Exercise brief.
Without changing a character, return the entries, but not the images they hold.

Pointing records:
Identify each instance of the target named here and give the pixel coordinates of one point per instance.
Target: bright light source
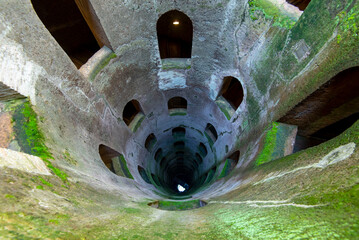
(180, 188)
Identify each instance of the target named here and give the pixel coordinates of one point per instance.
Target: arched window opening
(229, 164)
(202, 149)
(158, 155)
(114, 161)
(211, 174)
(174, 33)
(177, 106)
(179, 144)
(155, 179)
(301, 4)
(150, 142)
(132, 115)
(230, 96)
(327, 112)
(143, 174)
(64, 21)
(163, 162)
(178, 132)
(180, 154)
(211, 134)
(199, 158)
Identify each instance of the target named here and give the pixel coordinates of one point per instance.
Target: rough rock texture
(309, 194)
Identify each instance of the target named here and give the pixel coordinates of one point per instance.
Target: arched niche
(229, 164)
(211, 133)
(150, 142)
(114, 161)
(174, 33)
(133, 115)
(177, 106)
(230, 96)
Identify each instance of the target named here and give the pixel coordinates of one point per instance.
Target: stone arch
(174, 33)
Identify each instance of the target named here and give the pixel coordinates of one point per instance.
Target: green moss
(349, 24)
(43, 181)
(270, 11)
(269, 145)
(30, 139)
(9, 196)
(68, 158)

Result of this exercise.
Identify each instance of the target named here and give the pixel coordinates of one point per instance.
Target: bright light source
(180, 188)
Identify each instance of the target named here and give the pixel coordinates of one point per instance.
Target: arched window opening
(229, 164)
(202, 149)
(158, 155)
(114, 161)
(211, 174)
(174, 33)
(177, 106)
(179, 144)
(155, 179)
(301, 4)
(150, 142)
(132, 115)
(230, 96)
(327, 112)
(143, 174)
(64, 21)
(163, 162)
(178, 132)
(180, 154)
(211, 134)
(199, 158)
Identify each instance of the target named here and give the pixel coordinates of one point per instance.
Target: rough rock texture
(309, 194)
Identify each instance of the target named here and give the pixel coordinates of one point per instance.
Target: arched niche
(229, 164)
(211, 133)
(150, 142)
(114, 161)
(174, 33)
(133, 115)
(177, 106)
(230, 96)
Identify each instance of the target named here and give the pixel coordinates of one point per instance.
Target: stone arch
(174, 33)
Identify each instance of the target named here and give the pixel coordinates of one point per instance.
Target: green moss
(349, 24)
(43, 181)
(270, 11)
(269, 145)
(30, 139)
(9, 196)
(68, 158)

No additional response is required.